═════ Data provided ═════

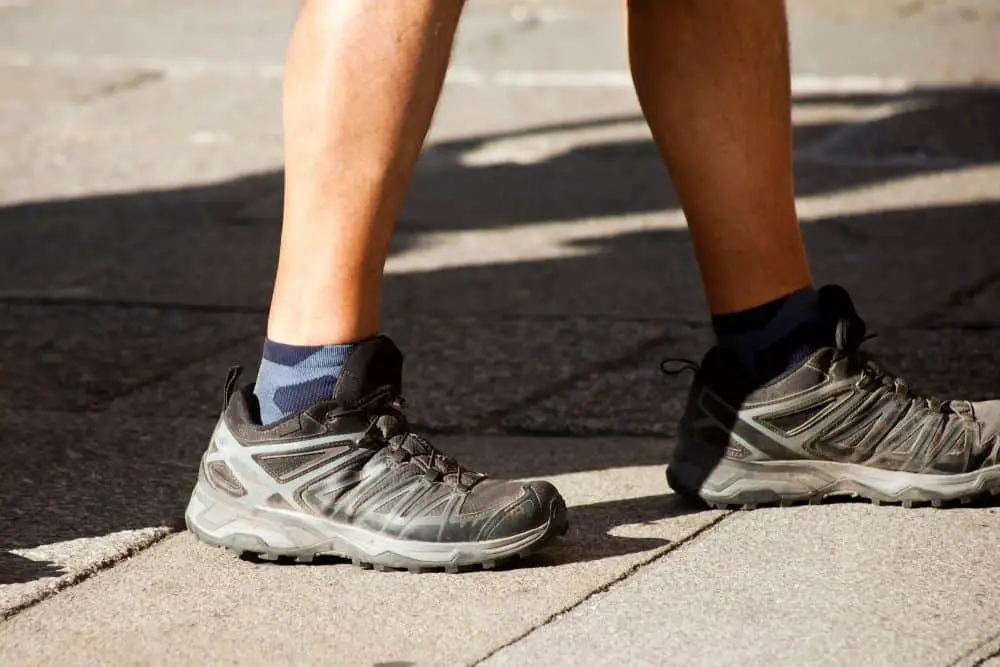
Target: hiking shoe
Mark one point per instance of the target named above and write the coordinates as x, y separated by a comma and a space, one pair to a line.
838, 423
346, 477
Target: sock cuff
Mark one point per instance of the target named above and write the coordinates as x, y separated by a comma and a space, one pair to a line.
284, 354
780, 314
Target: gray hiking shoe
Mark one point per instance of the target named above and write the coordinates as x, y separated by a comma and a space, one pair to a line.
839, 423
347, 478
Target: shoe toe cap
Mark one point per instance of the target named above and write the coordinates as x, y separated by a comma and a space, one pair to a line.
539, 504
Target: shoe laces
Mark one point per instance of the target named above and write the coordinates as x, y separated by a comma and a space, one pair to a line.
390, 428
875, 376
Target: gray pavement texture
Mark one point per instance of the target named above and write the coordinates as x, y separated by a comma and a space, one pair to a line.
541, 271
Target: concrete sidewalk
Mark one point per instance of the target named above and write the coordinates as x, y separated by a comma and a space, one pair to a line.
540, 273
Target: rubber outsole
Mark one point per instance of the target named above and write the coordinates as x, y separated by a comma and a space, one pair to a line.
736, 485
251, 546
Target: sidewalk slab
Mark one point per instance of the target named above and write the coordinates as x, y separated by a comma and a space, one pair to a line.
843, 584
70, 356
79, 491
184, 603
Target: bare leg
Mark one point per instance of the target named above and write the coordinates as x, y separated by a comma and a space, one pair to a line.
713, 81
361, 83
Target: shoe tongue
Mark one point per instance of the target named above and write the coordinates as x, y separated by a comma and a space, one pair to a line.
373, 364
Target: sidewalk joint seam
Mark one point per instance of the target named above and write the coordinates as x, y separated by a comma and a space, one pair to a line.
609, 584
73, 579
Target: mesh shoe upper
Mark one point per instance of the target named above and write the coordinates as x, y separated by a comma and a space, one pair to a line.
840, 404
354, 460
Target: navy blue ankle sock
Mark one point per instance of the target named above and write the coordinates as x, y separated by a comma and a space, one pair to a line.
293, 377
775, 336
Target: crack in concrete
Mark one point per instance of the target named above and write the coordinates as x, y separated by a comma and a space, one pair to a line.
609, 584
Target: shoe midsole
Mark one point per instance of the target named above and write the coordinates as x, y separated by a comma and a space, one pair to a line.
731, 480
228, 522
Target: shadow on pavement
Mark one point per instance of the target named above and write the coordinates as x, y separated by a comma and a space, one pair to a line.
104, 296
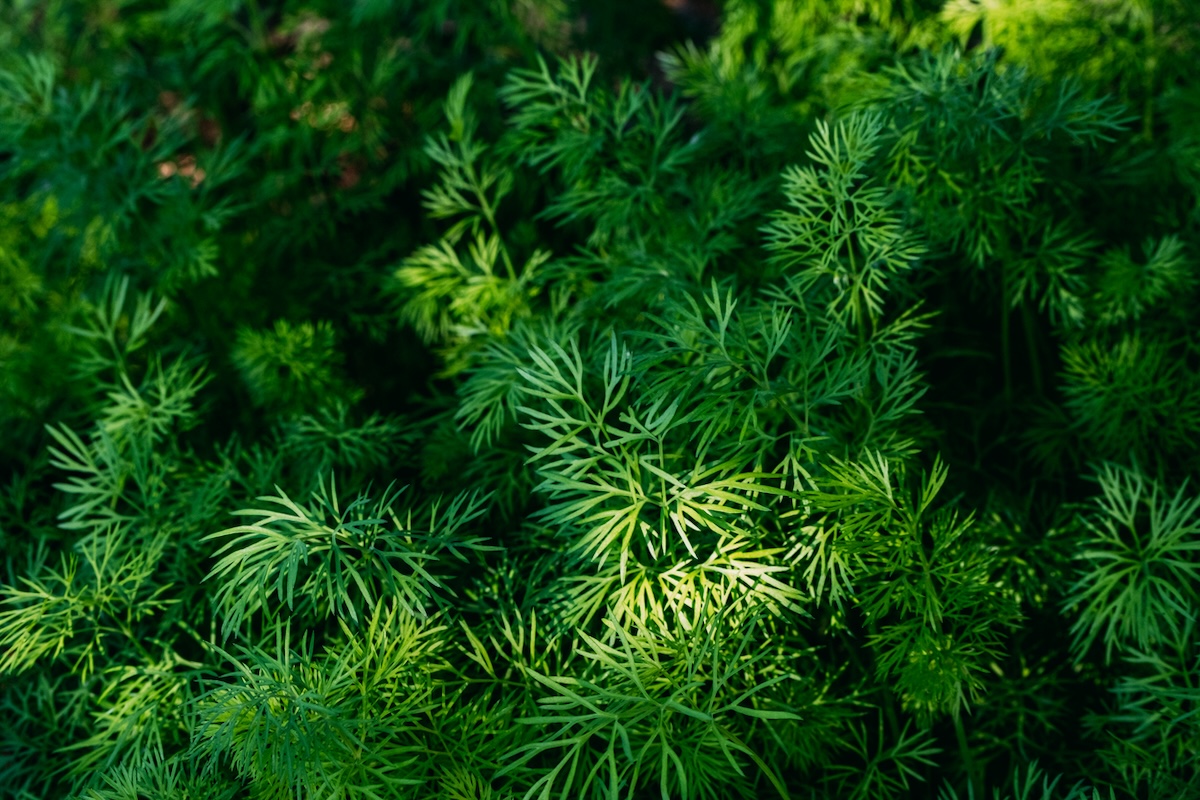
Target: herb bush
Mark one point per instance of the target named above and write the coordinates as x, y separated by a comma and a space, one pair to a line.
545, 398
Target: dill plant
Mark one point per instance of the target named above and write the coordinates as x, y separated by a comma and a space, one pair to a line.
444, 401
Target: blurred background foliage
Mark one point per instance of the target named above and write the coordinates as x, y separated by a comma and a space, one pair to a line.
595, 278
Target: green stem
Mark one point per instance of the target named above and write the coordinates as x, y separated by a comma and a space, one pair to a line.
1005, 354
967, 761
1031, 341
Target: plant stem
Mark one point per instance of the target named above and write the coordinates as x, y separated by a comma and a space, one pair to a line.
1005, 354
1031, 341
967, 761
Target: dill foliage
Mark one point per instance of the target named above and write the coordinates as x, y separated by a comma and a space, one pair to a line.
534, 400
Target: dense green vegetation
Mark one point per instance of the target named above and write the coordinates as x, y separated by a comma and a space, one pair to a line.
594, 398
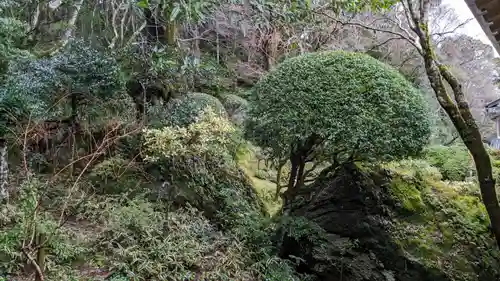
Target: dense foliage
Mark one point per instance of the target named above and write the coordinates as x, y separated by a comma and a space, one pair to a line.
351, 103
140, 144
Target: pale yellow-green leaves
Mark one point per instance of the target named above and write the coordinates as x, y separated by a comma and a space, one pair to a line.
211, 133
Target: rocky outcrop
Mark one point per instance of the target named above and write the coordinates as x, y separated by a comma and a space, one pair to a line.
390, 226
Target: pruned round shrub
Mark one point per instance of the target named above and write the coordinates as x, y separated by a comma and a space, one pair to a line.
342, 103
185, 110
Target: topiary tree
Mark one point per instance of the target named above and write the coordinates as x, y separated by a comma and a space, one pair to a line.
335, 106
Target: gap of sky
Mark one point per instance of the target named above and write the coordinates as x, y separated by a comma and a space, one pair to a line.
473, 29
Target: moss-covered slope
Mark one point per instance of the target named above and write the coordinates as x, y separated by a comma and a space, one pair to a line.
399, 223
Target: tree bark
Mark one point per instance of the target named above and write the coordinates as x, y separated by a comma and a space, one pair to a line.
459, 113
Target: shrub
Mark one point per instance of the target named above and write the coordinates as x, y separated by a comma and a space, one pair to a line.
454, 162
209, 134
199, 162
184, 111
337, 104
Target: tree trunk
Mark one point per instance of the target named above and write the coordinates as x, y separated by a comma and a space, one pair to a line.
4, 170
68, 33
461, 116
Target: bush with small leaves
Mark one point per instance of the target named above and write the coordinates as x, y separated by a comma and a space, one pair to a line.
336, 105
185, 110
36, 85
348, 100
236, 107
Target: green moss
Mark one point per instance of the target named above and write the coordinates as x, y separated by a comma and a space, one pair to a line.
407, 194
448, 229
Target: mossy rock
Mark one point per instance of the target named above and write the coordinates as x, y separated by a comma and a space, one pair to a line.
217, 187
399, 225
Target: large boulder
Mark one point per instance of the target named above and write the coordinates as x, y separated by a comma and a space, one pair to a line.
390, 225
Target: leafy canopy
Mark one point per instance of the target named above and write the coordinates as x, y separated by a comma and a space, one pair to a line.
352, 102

═════

### Challenge
Quote the material word for word, dropping any images it holds.

### Solution below
Target: hiking shoe
Mark one point per instance of the target named above and write the coordinates as x, y separated by a comma and a space, one pair to a line.
838, 423
346, 477
Target: sock cuff
Mark one point per instance of the target named above and write the coordinates as x, y separated by a comma and a space, one pair to a line.
284, 354
780, 314
Target: gray hiking shoe
Mark one point per instance of the target named above and write the coordinates as x, y separated by a comma and a space, one pair to a line.
839, 423
347, 478
Target: shoe toe cap
Mark one point per instance of the target named above and write the coordinates as x, y separated by a comma and a space, one pair to a line.
539, 504
Target: shoe laces
Mark one point per instance of the target named above and write the coordinates as x, y separated by a comma and a space, one pair to a line.
390, 428
875, 376
Target: gray pavement texture
Mark one point per instance of the target named above and write the coordinates as x, y separated by a comma and a space, one pair to a line.
541, 271
Target: concrete sidewalk
Mark one point per instance of the target named above and write the coordinates as x, y separated by a comma and a space, one pair to a line.
540, 273
Target: rubber outsole
Mark one point per instance of the target named above and write the coordinates as x, y separated by a comma and a space, one pair to a line.
736, 485
251, 546
Target: sidewalk slab
Mark one point per instance of the target named above and write the coordinates as x, y separated by a comma and a space, one pair to a line.
843, 584
70, 356
79, 491
184, 603
Target: bare leg
Mark one point per instance of the target named above and write the coordinates as x, y separated by a comma and a space, one pair to a line.
713, 81
361, 83
Target: shoe tongue
Mark one point per instance of the target named above and write the coordinates as x, y separated by a comma and a space, one pair to a line.
373, 364
Target: sidewalk joint seam
Mark one point per instance of the target named above and write the coordinates as x, y separated by a comma and a space, one pair to a line.
609, 584
73, 579
Target: mesh shoe upper
Mark one point per instance of the target named above and write the coordinates as x, y separated by a comma and a space, one pair to a line.
840, 404
354, 460
Target: navy blue ankle sock
Mark one point per instance of the target named above and write the coordinates as x, y separated by a comma and a space, one pair to a line.
293, 377
775, 336
Target: crack in concrete
Mark one point per instance of the target named above and write the coordinates as x, y separated by a comma and a space, one pair to a line.
609, 584
Target: shoe midsole
Mark one point per instance of the target named above and write the coordinates as x, y separated by a comma and a space, one pair to a line.
731, 480
228, 522
Target: shadow on pavement
Mark one point per instance of the target named above and write the coordinates as x, y separated by a comma and a space, one pair to a line.
104, 296
Target: herb bush
Mark one point per instance of the target named above and write the coordinates as x, y separated by a comma and a space, one pair to a line.
545, 398
Target: dill plant
Mark one point per instance of the target named above and write the coordinates as x, y separated by a comma and a space, one pair to a line.
444, 401
Target: blurred background foliage
Mark one point per instance of the target named above and write the coordinates as x, y separated by a comma and a space, one pair to a line.
595, 278
Target: green stem
Mark one point per instance of the target named above and write the coordinates as x, y separated by a comma and a space, one pair to a line.
1005, 354
967, 761
1031, 341
Target: plant stem
Mark one point per instance of the target named above and write the coordinates as x, y separated by a comma and a space, one pair to a line.
1005, 354
1031, 341
967, 761
Target: dill foliage
Mark one point per instance of the target named above and write the coordinates as x, y separated by a comma and a space, one pair to a line.
534, 400
Target: dense green vegetation
Mark one point per instance of the target named above and write the coordinates as x, y separated by a comma and a space, one pair to a line.
594, 398
Target: dense foliage
Mark one point per instance of the target named above and write the coordinates as x, y separated by a comma and a space, one pair to a line.
351, 103
140, 144
Target: pale yellow-green leaves
Mark one point per instance of the target named above and write the coordinates as x, y separated by a comma and a space, one pair to a line.
211, 133
Target: rocky outcrop
Mark one point per instance of the target named above and write the coordinates as x, y separated by a comma and a space, one pair to a line.
390, 226
Target: pruned round shrub
Mark one point per instance of the target named above and write the coordinates as x, y separated by a comma and a space, one pair to a line.
342, 103
185, 110
Target: topiary tree
Mark one point per instance of the target named above and write the coordinates as x, y separated by a comma and a space, one pair to a line.
335, 106
Target: gap of sky
Mark one point per instance of the target named above and write the coordinates as x, y separated by a comma and a space, one pair to a line.
473, 29
Target: moss-covered slope
Mark one point per instance of the target named above and write the coordinates as x, y separated by a comma and a space, one pair to a line.
399, 223
Target: tree bark
Mark one point per instance of the target named above and write the coordinates as x, y separated by a comma and a space, one pair to a line.
459, 113
Target: shrub
Mark one point per instance of the target named above and write the coordinates as x, y separated by a comma and a space, one pair to a line.
454, 162
209, 134
199, 162
184, 111
337, 104
Target: tree trunk
Mark one point per instance of the target named above and write the coordinates as x, y separated by a comma and a space, one pair to a line.
4, 170
68, 33
461, 116
Target: bush with small leaves
Mark one point per instance of the target named above and write the coordinates as x, y separated by a comma and a space, one pair to a line.
336, 105
185, 110
36, 85
348, 100
236, 107
Target: green moss
Mark one point per instance of the target named above and write the coordinates as x, y separated by a comma and a space, one pair to a line.
407, 194
448, 229
Target: mossy rock
Mark one point per instance of the target named above and write the coordinates as x, y separated by a comma and a space, one pair to a line.
217, 187
399, 225
Target: large boulder
Mark one point per instance of the target named above and write the coordinates as x, y separated by a comma and a space, one pair to a line.
390, 225
Target: leafy canopy
Mark one point per instance of the target named above and write the coordinates as x, y separated by a comma and a space, one pair to a line.
352, 102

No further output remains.